Delta Spirit
Ode To Sunshine


3.5
great

Review

by Rudy K. EMERITUS
January 6th, 2009 | 4 replies


Release Date: 2008 | Tracklist

Review Summary: Former noise punks trip out to the desert and return with a record drenched in white-boy soul and good old-fashioned roots rock.

Energy is one thing Delta Spirit decidedly does not lack. From the opening campfire sing-a-long of “Tomorrow Goes Away” to the brisk bar band vibe of single “Trashcan” to singer Matthew Vasquez’s unique, soulful howl, Delta Spirit is a band that cares about making impressively inspired music. Showing a fondness for American roots rock that wasn’t apparent in the band members’ previous noise punk work, Ode To Sunshine succeeds on Vasquez’s unquestionable passion and the musicians’ creative arrangements, and fails on those songs that don’t play to those strengths.

“Trashcan,” the first fully developed song on the album, is the sort of accomplishment that Delta Spirit spend the rest of the album trying to live up to. A lively rocker that propels itself on a ragtime piano melody and Vasquez’s ragged voice, it wouldn’t sound out of place blaring out of some desert saloon. The rhythm section is tight and the climactic choruses are what make rock great, all tinkly piano and a dirty guitar as Vasquez cathartically wails “my love is coming, I can barely hardly wait around.” If you ever needed a more fitting definition of immediacy, you have one now.

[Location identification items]
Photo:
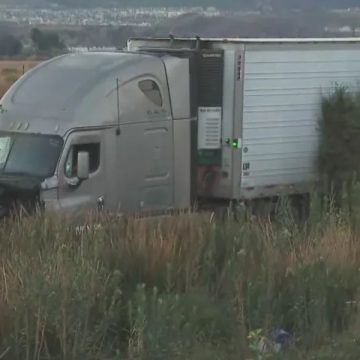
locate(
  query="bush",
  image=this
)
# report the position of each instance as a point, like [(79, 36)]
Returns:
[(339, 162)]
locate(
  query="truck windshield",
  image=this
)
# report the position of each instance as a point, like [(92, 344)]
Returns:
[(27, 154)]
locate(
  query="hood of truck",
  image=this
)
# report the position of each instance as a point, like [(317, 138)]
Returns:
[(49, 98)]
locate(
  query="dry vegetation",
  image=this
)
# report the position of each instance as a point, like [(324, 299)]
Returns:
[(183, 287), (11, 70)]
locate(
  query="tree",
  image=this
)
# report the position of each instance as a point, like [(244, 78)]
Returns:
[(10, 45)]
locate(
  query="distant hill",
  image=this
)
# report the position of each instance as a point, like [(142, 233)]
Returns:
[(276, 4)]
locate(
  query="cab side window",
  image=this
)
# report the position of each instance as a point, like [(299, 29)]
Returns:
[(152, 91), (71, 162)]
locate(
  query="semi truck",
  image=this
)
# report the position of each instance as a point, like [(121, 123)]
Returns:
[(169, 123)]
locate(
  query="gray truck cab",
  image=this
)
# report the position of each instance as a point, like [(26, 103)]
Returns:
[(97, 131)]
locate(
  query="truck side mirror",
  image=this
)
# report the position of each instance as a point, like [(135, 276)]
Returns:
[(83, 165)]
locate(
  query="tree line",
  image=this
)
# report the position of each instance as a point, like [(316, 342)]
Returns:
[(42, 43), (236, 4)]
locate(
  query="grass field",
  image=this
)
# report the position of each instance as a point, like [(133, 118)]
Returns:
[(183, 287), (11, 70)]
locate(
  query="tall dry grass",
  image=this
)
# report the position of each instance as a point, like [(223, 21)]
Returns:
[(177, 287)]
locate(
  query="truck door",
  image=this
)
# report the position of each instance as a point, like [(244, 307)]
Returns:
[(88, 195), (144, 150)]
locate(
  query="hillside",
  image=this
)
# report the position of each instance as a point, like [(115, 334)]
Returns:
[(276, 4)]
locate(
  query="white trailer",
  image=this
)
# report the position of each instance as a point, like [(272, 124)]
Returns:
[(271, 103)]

---

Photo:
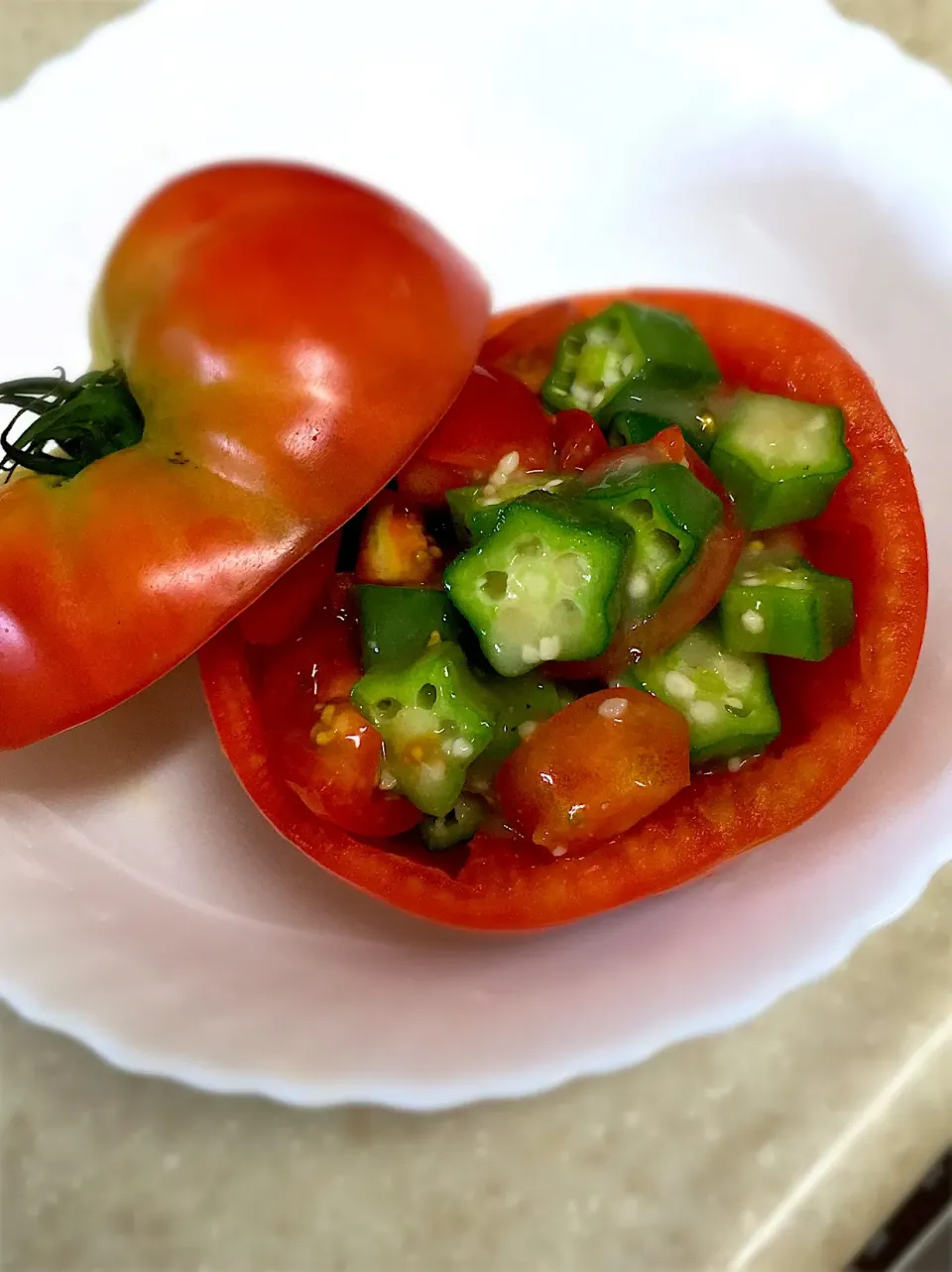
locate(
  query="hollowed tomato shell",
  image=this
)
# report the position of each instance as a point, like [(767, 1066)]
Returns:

==

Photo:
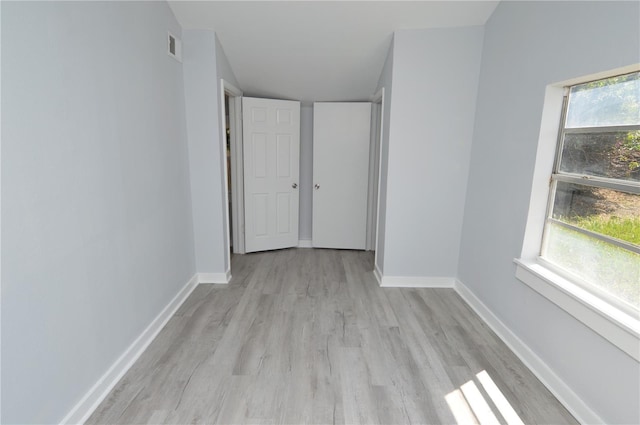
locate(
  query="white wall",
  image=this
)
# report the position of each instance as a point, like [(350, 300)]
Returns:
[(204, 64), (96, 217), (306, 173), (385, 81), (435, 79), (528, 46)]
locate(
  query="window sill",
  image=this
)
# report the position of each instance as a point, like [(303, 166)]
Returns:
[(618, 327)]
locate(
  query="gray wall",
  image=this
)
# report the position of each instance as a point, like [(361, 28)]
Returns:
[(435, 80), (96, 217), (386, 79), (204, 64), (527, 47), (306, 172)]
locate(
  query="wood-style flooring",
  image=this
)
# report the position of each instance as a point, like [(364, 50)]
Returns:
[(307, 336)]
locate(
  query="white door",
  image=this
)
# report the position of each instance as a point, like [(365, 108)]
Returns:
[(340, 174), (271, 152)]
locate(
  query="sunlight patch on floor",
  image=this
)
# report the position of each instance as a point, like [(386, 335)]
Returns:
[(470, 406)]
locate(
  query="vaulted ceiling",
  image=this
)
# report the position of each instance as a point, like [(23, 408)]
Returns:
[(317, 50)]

#### Exercise 1:
Update the part of the album review that opens with the words containing "Review Summary: Former" and closes with "to those strengths." by changing "roots rock" to "folk rock". Give the revised part in full.
#### Exercise 2:
Extend the Ode To Sunshine review, picking up after its last sentence.
These records are separate from the album review.

#### Written reply 1:
Review Summary: Former noise punks trip out to the desert and return with a record drenched in white-boy soul and good old-fashioned folk rock.

Energy is one thing Delta Spirit decidedly does not lack. From the opening campfire sing-a-long of “Tomorrow Goes Away” to the brisk bar band vibe of single “Trashcan” to singer Matthew Vasquez’s unique, soulful howl, Delta Spirit is a band that cares about making impressively inspired music. Showing a fondness for American folk rock that wasn’t apparent in the band members’ previous noise punk work, Ode To Sunshine succeeds on Vasquez’s unquestionable passion and the musicians’ creative arrangements, and fails on those songs that don’t play to those strengths.

#### Written reply 2:
Delta Spirit keeps the vigor up on following track “People C’mon,” a track that relies on Vasquez’s powerful vocals to support it even more so than “Trashcan”, and he steps up to the plate admirably. The band shifts down a few gears on the slow strummer “House Built For Two,” a song that succeeds on a beautiful piano melody and some of Vasquez’s most heartfelt lyrics. You can practically picture a drunken, bearded piano man straight out of the Depression-era West belting this out to the equally hammered patrons.

After the following “Strange Vine,” a solid mid-tempo rocker with a shuffling beat and some fine drum work, however, the second half of Sunshine tends to lessen up on the gas pedal. “People, Turn Around” is slow, country-ish anti-war ballad that still works largely on its Dylanesque vibe, but “Parade” is a thumping rocker that never really picks up any major steam and never really rides away in an interesting direction, instead eating itself up in a standard instrumental freakout.

Vasquez’s lyrics also become more and more preachy as the album continues, particularly with the sentimental “Children,” and while “Bleeding Bells” is the kind of acoustic solo you would expect Vasquez to sing, it pales in comparison to the excitement and urgency of their more fleshed-out songs.

Luckily, Delta Spirit are the kind of band that has promise galore, as epitomized by the entire first half of Sunshine and the closing title track, a piano-stomping tune of musical optimism praising the good gospel of good ole American rock ‘n roll. In Delta Spirit’s universe, melody and talented songwriting are their God and Jesus, and Vasquez and company are their priests.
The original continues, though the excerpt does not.